■ **DATA ROWS**
● ● ● ●
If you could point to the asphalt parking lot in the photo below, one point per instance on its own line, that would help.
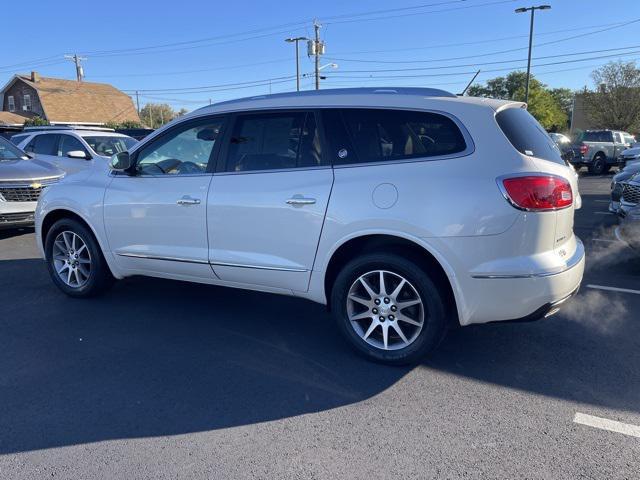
(159, 379)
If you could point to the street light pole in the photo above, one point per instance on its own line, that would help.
(296, 40)
(532, 10)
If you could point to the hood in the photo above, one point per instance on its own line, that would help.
(19, 169)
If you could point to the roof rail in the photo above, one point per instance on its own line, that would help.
(417, 91)
(67, 127)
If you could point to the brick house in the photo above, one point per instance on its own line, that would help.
(64, 101)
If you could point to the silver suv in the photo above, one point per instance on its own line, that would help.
(22, 180)
(72, 148)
● ● ● ●
■ **TASK REQUIREMENTS**
Copy every one of the lines above word for word, leaving the picture out.

■ **RESPONSE BELOW**
If you could point to the asphalt parking lot in the photo below, one point per instance on its own line, that would help.
(159, 379)
If you could point to the street light pole in the photo above, one point per instance on its own line, that would help.
(296, 40)
(532, 10)
If you could point to the hood in the photo above, one point per instance on its own line, that would help.
(19, 169)
If you could point to the roof rail in the photo above, one point per instance on its own line, that would help.
(417, 91)
(67, 127)
If you could point to the brick house in the photo above, one point per instance on its own line, that would help.
(64, 101)
If you could point to the silver suv in the photo above, one point per instance on its own line, that would help.
(22, 180)
(72, 148)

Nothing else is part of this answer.